Extracted records:
━━━━━━━━━━━━━━━━

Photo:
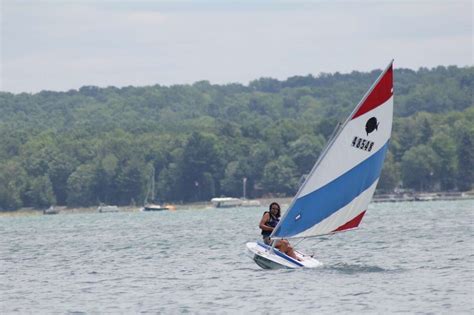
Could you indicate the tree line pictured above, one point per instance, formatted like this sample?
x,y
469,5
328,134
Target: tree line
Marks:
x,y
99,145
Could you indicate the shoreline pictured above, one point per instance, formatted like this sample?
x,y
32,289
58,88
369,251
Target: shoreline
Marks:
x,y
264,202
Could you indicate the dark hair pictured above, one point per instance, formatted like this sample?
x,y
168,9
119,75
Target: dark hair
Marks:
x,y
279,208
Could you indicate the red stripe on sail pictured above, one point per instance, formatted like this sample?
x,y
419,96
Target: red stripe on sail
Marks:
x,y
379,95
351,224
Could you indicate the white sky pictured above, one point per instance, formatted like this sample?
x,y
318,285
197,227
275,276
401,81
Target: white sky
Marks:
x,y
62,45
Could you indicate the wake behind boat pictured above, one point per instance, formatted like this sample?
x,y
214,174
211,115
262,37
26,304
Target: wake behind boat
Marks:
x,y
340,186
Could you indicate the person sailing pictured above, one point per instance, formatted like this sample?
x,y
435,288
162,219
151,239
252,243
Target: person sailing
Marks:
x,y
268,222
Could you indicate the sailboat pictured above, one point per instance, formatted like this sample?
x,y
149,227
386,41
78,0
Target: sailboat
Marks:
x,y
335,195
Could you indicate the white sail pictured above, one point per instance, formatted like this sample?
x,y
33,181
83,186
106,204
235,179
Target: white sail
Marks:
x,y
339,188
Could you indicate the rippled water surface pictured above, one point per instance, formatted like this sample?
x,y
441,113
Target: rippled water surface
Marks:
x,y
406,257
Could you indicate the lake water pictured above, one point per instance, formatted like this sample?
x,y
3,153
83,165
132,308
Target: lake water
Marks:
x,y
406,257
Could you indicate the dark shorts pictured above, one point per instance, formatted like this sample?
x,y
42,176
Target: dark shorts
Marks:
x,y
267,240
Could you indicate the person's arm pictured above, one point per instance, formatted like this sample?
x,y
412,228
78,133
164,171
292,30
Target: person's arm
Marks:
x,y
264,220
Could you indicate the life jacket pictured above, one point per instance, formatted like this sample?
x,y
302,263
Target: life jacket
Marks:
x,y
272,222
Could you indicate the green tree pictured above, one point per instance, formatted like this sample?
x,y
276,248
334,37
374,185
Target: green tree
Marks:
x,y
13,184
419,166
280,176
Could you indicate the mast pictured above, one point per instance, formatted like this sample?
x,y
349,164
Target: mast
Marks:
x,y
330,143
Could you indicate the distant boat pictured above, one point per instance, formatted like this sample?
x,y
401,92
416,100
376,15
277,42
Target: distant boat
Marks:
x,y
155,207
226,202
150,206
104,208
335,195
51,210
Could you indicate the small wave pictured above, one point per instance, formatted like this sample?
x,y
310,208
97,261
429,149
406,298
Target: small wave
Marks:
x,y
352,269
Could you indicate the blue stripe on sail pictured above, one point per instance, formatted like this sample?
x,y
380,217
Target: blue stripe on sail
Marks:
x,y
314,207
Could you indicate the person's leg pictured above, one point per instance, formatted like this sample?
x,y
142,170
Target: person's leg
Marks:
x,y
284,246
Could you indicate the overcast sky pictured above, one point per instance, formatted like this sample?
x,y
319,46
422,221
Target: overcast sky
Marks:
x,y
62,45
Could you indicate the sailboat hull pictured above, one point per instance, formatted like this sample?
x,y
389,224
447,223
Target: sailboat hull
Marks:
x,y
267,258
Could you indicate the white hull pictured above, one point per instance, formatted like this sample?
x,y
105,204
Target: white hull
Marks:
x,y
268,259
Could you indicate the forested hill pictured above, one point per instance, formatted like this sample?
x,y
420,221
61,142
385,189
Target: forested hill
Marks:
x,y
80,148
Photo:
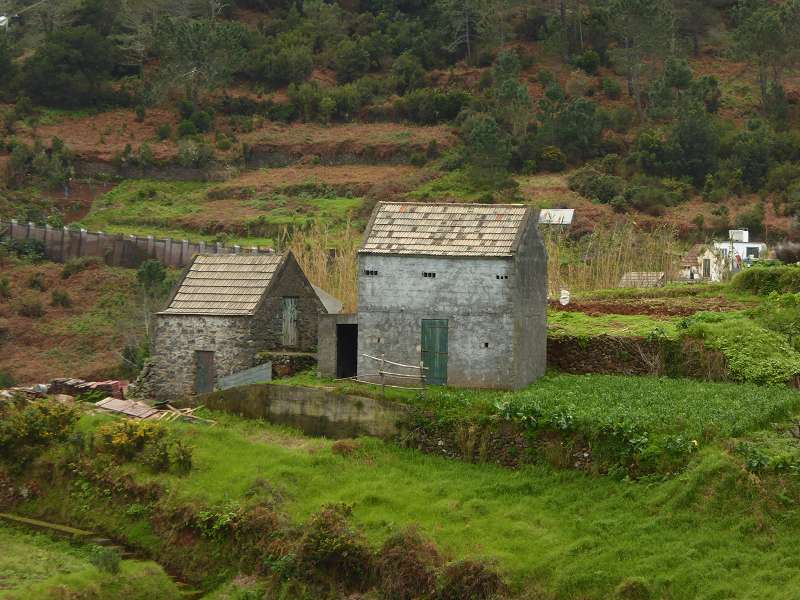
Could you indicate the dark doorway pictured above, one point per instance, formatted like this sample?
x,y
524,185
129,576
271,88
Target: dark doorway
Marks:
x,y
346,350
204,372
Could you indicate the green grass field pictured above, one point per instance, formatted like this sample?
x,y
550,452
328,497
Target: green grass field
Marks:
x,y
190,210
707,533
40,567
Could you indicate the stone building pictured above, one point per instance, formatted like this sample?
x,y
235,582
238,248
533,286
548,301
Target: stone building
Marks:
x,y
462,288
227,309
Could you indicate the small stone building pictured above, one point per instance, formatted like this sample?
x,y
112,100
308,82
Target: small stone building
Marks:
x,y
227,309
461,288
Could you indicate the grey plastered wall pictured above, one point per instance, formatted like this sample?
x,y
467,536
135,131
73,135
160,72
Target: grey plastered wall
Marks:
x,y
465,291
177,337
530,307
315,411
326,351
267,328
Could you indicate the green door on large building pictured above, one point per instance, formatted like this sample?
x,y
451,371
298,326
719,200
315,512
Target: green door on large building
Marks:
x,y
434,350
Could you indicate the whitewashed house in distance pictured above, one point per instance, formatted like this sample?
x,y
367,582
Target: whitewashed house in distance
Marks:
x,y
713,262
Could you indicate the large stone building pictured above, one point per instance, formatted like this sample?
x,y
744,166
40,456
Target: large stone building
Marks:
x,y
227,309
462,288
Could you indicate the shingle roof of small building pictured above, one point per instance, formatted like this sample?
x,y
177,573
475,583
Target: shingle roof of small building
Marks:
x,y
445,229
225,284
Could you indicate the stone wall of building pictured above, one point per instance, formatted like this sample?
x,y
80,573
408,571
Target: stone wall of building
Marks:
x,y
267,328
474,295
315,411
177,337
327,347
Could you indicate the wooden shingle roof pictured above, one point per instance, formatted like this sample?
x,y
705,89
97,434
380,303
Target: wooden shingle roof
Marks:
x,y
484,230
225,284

━━━━━━━━━━━━━━━━

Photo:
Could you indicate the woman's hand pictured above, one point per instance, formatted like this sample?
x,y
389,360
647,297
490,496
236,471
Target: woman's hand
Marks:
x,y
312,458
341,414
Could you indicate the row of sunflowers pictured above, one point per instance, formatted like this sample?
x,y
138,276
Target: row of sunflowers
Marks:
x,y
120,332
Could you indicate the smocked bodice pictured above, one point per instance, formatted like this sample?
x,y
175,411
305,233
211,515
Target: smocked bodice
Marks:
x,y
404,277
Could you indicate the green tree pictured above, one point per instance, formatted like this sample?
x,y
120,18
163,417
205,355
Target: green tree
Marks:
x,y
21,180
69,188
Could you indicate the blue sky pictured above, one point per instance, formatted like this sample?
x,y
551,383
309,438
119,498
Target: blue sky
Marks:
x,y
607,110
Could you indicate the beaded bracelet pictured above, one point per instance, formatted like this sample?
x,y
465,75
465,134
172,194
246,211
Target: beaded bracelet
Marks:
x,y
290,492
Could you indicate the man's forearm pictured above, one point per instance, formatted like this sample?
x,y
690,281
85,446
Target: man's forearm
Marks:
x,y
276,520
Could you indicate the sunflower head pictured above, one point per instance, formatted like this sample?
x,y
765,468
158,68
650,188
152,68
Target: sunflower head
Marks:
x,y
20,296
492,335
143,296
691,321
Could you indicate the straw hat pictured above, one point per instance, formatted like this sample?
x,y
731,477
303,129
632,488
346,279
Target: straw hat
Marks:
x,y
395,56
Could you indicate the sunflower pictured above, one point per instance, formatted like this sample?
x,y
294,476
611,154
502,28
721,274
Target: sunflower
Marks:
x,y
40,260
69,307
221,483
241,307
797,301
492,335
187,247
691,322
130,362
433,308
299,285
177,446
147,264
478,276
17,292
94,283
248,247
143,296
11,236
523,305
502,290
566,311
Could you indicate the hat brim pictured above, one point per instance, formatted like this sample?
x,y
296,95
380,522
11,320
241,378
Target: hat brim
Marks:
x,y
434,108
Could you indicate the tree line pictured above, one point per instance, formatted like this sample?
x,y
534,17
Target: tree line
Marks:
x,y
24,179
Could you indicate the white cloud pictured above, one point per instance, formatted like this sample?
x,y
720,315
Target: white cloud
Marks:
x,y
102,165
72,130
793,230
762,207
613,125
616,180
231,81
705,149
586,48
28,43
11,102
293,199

━━━━━━━━━━━━━━━━

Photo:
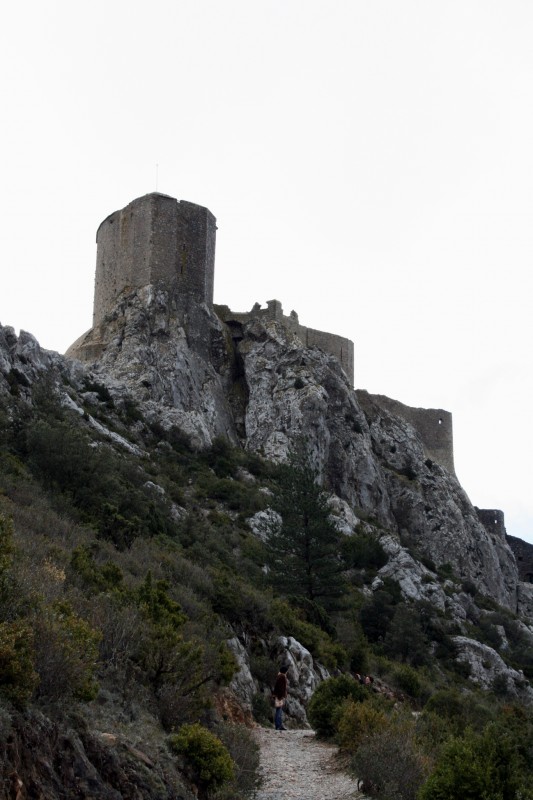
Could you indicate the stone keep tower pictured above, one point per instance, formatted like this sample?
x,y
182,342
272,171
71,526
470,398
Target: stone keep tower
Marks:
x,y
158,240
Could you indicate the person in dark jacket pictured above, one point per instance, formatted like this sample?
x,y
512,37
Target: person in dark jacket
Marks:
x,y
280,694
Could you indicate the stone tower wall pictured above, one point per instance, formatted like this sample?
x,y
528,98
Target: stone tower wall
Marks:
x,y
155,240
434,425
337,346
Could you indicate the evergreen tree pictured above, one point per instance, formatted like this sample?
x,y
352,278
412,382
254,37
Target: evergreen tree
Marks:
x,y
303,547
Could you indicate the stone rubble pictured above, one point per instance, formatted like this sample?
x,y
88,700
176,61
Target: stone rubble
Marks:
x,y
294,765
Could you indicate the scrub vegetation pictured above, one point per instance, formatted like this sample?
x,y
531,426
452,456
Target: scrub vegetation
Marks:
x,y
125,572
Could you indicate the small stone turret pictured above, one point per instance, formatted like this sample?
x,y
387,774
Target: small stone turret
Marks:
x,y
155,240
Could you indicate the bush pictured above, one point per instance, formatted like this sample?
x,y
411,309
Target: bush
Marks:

━━━━━━━━━━━━━━━━

What this task involves: What is the number of lines in the records that contain "overcast"? Give that number only.

Task answer: 2